**Texto de lectura:**
• • •

En últimas, la candidez de Tomás Uribe llama la atención sobre una forma velada pero poderosa de exclusión social. Ojalá comenzaramos a aceptar de una vez por todas que muchas familias honorables no lo son tanto, que muchos jóvenes de la alta sociedad no tienen miras muy elevadas y que el origen o la procedencia social poco o nada tiene que ver con el talento y la rectitud.
Su llegada al aeropuerto El Dorado me recordó otras épocas, ya idas, cuando nuestros campeones de ciclismo o de boxeo eran recibidos por cientos de fotógrafos angustiados, desesperados por una imagen reveladora. ¿Ya llegaron?”, preguntaba la gente en la calle con una especie de curiosidad exasperada. Pero el martes en horas de la tarde terminó la espera. Los campeones de la corrupción llegaron en un avión de Iberia procedente de Roma, “cargados de pruebas” según informó la prensa. Vestían no los atuendos coloridos de los héroes del deporte, sino unos chalecos abultados, a prueba de balas. Fueron llevados directamente al búnker de la Fiscalía. “¿Habrá alguna foto de los señores Nule en el calabozo?”, me preguntó un taxista desprevenidamente. La corrupción, pensé, se convirtió en el nuevo espectáculo nacional.
La audiencia de imputación de cargos parecía un evento deportivo. Había cámaras por todos lados. Los periodistas no cabían en la sala. Los curiosos luchaban por una silla vacía. Los principales diarios transmitieron los alegatos en sus páginas de internet. Los noticieros de televisión emitieron boletines especiales. Varios periodistas dieron cuenta de los hechos, minuto a minuto, jugada a jugada, como si se tratase de un partido de fútbol. Nadie quería perderse un solo detalle. La corrupción como entretenimiento, como espectáculo de masas, alcanzó esta semana niveles delirantes. Insospechados, en mi opinión.
La transmisión en línea reveló la extrañeza del espectáculo. “Las barras se dividen entre los que quieren que terminen la audiencia y los que quieren que la aplacen”, informó La Silla Vacía el jueves en la tarde. “Los Nule no han vuelto, pero los abogados ya llegaron y las barras se van llenando”, escribió el mismo medio minutos más tarde, sin ningún asomo de ironía, como si todo este espectáculo fuese natural, rutinario. “Manuel Nule se para a hacer ‘pipi’ y cuando regresa las cámaras fotográficas se disparan”, informó Norbey Quevedo, uno de los reporteros más acuciosos de este país, dedicado ahora, quién iba a creerlo, a relatar las urgencias físicas de los Nule.

• • •

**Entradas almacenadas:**
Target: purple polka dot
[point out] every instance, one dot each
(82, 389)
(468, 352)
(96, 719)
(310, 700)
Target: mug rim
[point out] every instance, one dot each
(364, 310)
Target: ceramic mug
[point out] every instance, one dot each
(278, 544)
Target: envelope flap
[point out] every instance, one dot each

• • •

**Actividades:**
- a) Indique si cada una de las siguientes afirmaciones concuerda con el texto sobre los Nule, respondiendo sí o no y citando literalmente las palabras decisivas: (i) Los campeones de la corrupción llegaron en un avión de Iberia procedente de Roma. (ii) Al llegar, vestían los atuendos coloridos de los héroes del deporte. (iii) Durante la audiencia de imputación de cargos, los periodistas no cabían en la sala.
- b) Imprima el fragmento del texto sobre los Nule que se abre con las palabras que contienen "La audiencia de" y se cierra con "en mi opinión.".
El listado no guarda relación alguna con el texto sobre los Nule.

**Lista de respuestas:**
- a)
(i) Sí: «Los campeones de la corrupción llegaron en un avión de Iberia procedente de Roma».
(ii) No: «Vestían no los atuendos coloridos de los héroes del deporte, sino unos chalecos abultados, a prueba de balas».
(iii) Sí: «Los periodistas no cabían en la sala».

- b)
La audiencia de imputación de cargos parecía un evento deportivo. Había cámaras por todos lados. Los periodistas no cabían en la sala. Los curiosos luchaban por una silla vacía. Los principales diarios transmitieron los alegatos en sus páginas de internet. Los noticieros de televisión emitieron boletines especiales. Varios periodistas dieron cuenta de los hechos, minuto a minuto, jugada a jugada, como si se tratase de un partido de fútbol. Nadie quería perderse un solo detalle. La corrupción como entretenimiento, como espectáculo de masas, alcanzó esta semana niveles delirantes. Insospechados, en mi opinión.